# Work required
Render the records from the start up to and including the line containing "616), (207, 612)]" as a Markdown table with columns Row and Line, one numbered row per line, skipping blank lines.
★ ★ ★ ★ ★ ★ ★
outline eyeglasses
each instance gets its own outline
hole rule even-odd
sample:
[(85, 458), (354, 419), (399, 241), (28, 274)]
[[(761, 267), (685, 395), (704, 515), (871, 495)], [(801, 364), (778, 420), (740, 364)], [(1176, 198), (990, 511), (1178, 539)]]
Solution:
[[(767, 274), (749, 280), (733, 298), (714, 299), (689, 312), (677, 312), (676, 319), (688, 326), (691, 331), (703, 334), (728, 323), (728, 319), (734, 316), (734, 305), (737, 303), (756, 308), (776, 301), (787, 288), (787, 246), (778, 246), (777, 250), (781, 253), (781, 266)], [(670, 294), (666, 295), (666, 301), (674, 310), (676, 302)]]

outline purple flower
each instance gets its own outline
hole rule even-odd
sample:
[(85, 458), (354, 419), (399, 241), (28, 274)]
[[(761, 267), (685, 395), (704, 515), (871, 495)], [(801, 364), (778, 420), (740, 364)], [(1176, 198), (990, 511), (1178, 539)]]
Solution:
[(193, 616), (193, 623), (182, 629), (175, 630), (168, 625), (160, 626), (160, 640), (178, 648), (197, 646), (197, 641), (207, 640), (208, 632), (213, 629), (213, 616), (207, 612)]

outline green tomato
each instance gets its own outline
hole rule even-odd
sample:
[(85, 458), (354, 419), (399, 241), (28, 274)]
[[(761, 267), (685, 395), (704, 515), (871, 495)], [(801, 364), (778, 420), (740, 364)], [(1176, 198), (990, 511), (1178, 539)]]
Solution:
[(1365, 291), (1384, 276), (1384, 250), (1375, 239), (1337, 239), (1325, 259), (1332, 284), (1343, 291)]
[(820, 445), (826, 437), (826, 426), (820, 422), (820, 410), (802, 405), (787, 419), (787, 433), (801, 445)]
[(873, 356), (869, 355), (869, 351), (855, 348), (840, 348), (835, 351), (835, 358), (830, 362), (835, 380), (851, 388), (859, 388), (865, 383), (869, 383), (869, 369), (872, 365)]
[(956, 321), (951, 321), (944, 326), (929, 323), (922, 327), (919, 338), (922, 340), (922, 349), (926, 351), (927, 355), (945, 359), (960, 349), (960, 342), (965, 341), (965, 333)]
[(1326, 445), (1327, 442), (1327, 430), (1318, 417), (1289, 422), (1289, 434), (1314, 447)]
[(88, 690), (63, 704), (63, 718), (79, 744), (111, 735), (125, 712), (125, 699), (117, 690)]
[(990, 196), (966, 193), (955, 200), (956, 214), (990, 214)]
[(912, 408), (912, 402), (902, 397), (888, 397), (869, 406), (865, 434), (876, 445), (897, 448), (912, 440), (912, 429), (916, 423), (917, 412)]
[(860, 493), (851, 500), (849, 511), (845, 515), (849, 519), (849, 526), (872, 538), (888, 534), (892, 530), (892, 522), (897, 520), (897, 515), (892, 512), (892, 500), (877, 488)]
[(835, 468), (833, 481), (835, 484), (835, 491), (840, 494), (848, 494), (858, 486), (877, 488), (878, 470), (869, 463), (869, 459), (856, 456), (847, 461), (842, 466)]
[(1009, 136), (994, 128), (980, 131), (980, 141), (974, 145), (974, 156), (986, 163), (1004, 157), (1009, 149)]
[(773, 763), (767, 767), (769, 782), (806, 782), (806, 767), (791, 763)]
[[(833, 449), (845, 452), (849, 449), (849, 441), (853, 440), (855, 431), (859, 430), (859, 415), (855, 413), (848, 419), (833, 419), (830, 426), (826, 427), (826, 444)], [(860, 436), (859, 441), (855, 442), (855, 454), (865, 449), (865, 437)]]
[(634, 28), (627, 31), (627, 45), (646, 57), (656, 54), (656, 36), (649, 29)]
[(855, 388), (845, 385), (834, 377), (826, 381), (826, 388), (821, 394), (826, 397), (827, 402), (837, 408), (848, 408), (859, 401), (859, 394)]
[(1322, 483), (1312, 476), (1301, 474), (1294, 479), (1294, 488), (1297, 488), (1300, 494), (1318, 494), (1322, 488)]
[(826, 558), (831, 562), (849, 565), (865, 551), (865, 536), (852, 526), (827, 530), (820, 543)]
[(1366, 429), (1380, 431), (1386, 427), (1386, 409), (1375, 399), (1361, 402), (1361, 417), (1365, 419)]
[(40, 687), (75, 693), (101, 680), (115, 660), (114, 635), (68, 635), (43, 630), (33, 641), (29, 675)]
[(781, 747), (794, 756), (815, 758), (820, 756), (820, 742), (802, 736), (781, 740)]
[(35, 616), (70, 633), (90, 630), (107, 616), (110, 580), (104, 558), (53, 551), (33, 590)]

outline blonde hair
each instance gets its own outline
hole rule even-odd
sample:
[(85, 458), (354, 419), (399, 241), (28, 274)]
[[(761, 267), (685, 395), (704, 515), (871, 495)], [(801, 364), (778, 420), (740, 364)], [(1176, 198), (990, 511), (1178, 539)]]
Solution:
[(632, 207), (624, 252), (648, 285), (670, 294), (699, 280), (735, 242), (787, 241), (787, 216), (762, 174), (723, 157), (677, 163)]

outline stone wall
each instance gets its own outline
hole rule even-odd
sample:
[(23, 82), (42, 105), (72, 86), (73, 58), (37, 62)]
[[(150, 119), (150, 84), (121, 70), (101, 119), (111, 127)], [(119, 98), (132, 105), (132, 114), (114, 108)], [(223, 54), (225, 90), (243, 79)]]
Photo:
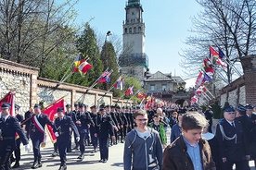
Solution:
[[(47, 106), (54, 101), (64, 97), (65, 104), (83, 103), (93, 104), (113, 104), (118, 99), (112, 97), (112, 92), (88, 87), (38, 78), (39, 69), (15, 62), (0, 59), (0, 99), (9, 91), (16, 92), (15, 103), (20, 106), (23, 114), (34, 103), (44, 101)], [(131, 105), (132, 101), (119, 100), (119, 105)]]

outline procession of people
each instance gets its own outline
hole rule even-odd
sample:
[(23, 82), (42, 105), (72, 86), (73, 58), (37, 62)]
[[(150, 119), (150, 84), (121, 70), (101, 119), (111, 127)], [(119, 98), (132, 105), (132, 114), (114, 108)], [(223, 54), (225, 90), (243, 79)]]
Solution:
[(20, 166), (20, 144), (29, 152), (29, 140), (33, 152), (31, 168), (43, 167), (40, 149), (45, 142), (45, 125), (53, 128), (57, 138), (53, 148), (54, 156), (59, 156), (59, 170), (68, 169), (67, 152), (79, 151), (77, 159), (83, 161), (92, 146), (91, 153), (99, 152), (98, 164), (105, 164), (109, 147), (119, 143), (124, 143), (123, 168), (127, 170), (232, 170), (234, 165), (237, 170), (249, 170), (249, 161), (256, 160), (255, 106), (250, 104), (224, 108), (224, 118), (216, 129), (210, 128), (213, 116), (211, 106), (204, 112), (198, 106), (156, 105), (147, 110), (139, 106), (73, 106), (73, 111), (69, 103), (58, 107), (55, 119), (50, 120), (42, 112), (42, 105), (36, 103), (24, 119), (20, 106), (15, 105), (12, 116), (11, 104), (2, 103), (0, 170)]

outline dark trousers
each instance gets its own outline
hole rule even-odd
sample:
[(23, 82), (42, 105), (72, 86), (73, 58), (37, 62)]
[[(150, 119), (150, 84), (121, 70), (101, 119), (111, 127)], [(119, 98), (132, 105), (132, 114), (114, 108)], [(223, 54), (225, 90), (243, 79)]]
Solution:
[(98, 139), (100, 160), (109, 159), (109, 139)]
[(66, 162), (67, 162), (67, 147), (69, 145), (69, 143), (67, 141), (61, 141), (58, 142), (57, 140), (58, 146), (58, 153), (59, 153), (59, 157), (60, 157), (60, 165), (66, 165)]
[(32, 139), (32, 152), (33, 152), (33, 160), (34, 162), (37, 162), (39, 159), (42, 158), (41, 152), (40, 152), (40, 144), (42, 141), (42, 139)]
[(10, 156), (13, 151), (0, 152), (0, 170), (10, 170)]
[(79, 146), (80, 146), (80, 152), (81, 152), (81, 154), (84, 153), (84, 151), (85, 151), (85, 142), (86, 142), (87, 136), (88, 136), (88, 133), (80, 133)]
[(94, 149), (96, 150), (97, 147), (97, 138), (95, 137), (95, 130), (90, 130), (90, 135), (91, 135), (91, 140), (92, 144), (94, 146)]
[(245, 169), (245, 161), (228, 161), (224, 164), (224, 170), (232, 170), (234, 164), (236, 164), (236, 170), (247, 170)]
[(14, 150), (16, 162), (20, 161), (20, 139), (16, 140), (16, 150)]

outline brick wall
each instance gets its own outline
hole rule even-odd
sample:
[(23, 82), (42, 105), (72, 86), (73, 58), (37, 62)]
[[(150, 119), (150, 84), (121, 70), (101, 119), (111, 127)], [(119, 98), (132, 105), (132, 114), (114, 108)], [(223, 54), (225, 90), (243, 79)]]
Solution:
★ ★ ★ ★ ★ ★ ★
# Correct response
| Row | Line |
|---|---|
| 1 | outline eyeglasses |
| 2 | each instance gets its own outline |
| 3 | hole rule even-odd |
| 4 | sample: |
| 5 | [(85, 458), (354, 419), (399, 241), (28, 274)] |
| 6 | [[(761, 267), (685, 395), (704, 515), (871, 495)], [(801, 364), (778, 420), (740, 364)], [(1176, 198), (990, 511), (1178, 539)]] |
| 7 | Solution: |
| 8 | [[(767, 274), (749, 280), (733, 298), (714, 299), (689, 312), (677, 312), (676, 319), (688, 326), (691, 331), (703, 334), (728, 323), (728, 319), (734, 316), (734, 305), (737, 303), (756, 308), (776, 301), (787, 288), (787, 246), (778, 246), (777, 250), (781, 253), (781, 266)], [(670, 294), (666, 295), (666, 301), (674, 310), (676, 302)]] |
| 9 | outline purple flower |
| 10 | each instance gets its own outline |
| 11 | hole rule even-odd |
| 12 | sample: |
| 13 | [(85, 458), (354, 419), (399, 241), (28, 274)] |
| 14 | [[(761, 267), (685, 395), (704, 515), (871, 495)], [(801, 364), (778, 420), (740, 364)], [(1176, 198), (990, 511), (1178, 539)]] |
| 15 | Solution: |
| 16 | [(193, 616), (193, 623), (182, 629), (175, 630), (168, 625), (160, 626), (160, 640), (178, 648), (197, 646), (197, 641), (207, 640), (208, 632), (213, 629), (213, 616), (207, 612)] |